** begin Document section **
Authority for Info-communications Technology Industry (AITI) is an independent commission in Brunei founded under the Telecommunications Order, 2001 (S 38/01) in 2001. AITI is responsible for regulating all matters related to telecommunications (wire, cellular, satellite and cable) of Brunei.

History 
AITI was established in 2003 by the Government of Brunei when the Telecommunications Order of 2001. They agency has started plans to implement 5G in Brunei starting in 2021 and this will be managed by National 5G Taskforce.

Mandate and purpose 
The following legislation prescribes the powers and functions of AITI

 Telecommunications Order, 2001 (S 38/01)
** end Document section **
- Set exercise
According to the AITI text, which body will manage the rollout of 5G in Brunei? The material that comes next has no connection to the AITI text.
** begin Data lines **
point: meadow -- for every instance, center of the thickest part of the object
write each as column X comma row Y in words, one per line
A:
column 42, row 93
** end Data lines **
- Answer to the task
The National 5G Taskforce.